[Document passage]
Db2 V12 is raising the bar on security, delivering advanced new features, security focused default behaviour changes and removal of older features not up to modern standards. With this blog, we are launching a new series highlighting the key changes we’ve made to achieve these goals. In this first post, we are going to focus on the changes in V12 that may impact your operations, and how they are designed to enhance your security stance. Future posts will dive more in-depth into new functionality such as trust procedures for establishing a trusted context, audit exceptions, and alternative masking semantics.
Major releases are a time for housekeeping. As part of this, you often allocate a little more time to adopt it than a modpack, and perhaps a little more time to reading What’s New and What’s Changed documentation. For us, major releases are the best time to introduce impactful security changes with the highest change, as we expect they will be noticed and acted upon prior to the upgrade. Db2 v12 has an extensive list of such changes that we are about to dive into.
We will start our journey with some of the more subtle changes that can cause difficult to diagnose errors as the features themselves have not changed, but some default behaviour has, all in the name of improving your security posture of course. We will follow that with a deep dive into FIPS 140-3 related changes, finishing with some important to know about discontinuations.
[/Document passage]
[Provided data]
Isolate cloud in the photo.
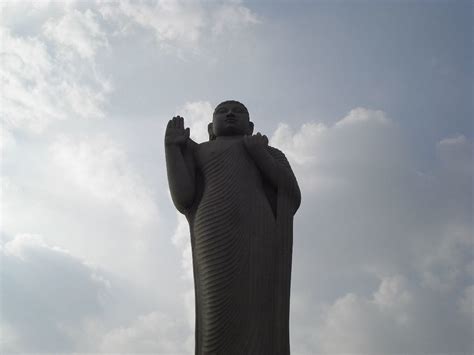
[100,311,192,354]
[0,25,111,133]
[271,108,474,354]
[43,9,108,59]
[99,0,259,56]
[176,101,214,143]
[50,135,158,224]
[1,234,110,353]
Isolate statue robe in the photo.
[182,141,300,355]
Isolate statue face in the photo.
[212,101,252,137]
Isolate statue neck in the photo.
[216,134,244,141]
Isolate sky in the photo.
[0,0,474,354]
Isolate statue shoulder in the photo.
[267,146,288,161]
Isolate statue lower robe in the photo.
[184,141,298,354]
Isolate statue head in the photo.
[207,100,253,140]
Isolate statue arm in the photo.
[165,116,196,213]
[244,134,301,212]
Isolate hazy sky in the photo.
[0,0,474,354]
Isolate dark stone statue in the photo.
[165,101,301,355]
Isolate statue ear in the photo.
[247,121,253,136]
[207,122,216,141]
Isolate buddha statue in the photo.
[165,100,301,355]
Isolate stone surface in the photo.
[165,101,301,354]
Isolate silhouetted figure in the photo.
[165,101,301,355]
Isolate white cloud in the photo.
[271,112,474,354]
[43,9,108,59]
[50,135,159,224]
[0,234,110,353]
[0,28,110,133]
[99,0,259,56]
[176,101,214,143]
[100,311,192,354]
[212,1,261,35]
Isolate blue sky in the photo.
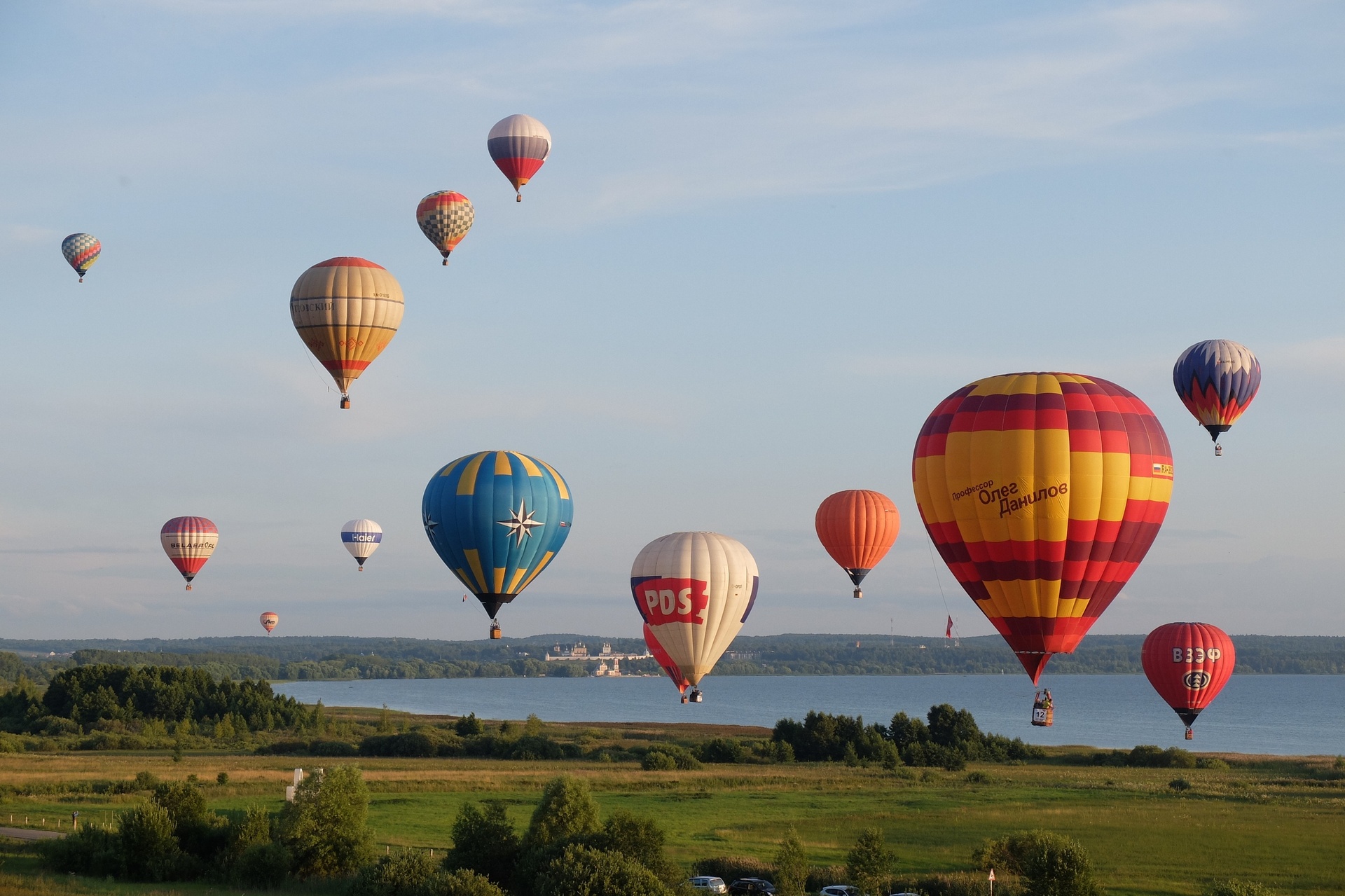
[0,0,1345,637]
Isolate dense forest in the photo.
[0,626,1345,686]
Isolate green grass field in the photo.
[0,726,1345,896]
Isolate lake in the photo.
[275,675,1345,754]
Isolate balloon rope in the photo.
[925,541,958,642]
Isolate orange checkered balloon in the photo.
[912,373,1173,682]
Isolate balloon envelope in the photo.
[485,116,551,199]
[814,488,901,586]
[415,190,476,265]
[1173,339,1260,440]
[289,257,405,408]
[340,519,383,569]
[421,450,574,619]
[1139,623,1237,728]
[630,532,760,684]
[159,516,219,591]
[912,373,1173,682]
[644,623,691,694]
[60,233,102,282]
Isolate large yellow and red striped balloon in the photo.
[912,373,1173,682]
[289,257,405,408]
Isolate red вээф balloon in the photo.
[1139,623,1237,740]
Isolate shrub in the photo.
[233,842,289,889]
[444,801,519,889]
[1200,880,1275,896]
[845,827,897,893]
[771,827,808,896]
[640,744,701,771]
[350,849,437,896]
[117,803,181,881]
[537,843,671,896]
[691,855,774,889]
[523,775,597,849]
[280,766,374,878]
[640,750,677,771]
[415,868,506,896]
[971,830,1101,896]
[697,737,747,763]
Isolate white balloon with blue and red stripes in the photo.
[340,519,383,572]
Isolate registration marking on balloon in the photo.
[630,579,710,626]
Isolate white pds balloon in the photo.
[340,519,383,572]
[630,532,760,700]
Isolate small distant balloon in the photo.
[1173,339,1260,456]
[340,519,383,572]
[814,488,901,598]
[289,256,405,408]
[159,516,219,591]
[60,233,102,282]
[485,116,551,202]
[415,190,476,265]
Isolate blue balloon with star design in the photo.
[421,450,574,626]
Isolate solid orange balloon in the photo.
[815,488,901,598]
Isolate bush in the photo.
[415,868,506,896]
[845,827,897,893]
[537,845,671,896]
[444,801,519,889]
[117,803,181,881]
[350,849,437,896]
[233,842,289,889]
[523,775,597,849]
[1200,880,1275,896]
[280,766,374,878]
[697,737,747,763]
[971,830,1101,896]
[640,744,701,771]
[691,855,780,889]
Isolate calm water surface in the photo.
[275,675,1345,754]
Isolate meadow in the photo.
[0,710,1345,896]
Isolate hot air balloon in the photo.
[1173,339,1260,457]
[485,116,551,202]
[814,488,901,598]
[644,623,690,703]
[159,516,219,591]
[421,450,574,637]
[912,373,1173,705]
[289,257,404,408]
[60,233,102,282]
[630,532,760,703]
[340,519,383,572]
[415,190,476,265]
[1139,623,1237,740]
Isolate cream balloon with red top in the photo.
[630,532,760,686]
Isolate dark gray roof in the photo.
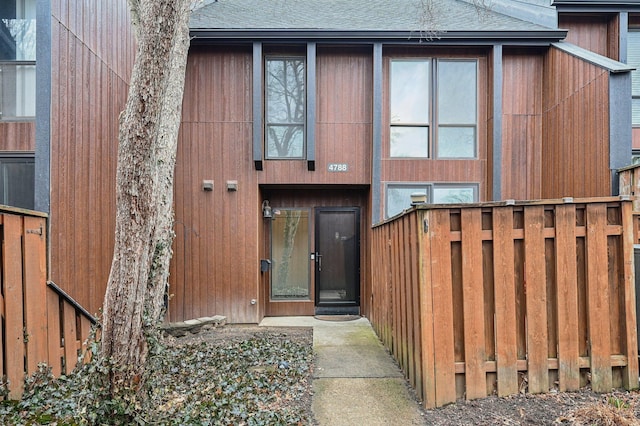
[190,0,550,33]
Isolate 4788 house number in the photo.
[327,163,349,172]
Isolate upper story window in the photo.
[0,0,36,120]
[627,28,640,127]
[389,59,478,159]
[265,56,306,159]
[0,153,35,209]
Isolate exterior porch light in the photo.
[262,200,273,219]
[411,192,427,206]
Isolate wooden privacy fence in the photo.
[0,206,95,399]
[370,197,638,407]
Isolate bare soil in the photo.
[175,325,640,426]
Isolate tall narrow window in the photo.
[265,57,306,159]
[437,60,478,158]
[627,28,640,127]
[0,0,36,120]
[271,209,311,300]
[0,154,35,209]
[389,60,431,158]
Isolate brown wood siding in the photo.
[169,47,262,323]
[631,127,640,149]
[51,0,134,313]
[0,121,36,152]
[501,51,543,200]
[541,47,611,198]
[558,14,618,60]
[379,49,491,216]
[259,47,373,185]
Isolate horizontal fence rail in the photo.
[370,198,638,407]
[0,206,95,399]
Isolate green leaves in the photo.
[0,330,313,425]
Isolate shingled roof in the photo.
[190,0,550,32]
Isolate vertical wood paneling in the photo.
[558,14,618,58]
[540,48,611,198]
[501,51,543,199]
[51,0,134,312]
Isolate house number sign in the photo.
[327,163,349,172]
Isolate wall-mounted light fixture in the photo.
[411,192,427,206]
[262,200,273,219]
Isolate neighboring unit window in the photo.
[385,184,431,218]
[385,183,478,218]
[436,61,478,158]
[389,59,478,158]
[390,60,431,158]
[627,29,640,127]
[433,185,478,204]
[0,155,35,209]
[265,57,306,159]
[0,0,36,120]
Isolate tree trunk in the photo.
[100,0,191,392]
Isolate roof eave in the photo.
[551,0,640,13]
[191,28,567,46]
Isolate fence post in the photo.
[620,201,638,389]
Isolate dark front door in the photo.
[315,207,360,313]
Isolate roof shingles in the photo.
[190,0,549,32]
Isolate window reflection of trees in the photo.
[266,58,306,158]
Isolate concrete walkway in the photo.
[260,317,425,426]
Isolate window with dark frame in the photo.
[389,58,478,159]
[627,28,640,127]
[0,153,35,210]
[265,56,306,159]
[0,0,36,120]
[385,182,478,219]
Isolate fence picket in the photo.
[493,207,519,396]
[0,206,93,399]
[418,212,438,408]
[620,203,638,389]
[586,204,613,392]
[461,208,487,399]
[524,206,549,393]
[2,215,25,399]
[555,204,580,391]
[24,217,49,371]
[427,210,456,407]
[/Provided data]
▶ [Problems to work on]
1) According to the Db2 V12 security post, which new functionality will future posts cover in more depth?
2) Return the part of the Db2 V12 security post starting with "Major releases are a" and going on through "know about discontinuations.", copied word for word.

▶ [Outputs in order]
1) Trust procedures for establishing a trusted context, audit exceptions, and alternative masking semantics.

2)
Major releases are a time for housekeeping. As part of this, you often allocate a little more time to adopt it than a modpack, and perhaps a little more time to reading What’s New and What’s Changed documentation. For us, major releases are the best time to introduce impactful security changes with the highest change, as we expect they will be noticed and acted upon prior to the upgrade. Db2 v12 has an extensive list of such changes that we are about to dive into.
We will start our journey with some of the more subtle changes that can cause difficult to diagnose errors as the features themselves have not changed, but some default behaviour has, all in the name of improving your security posture of course. We will follow that with a deep dive into FIPS 140-3 related changes, finishing with some important to know about discontinuations.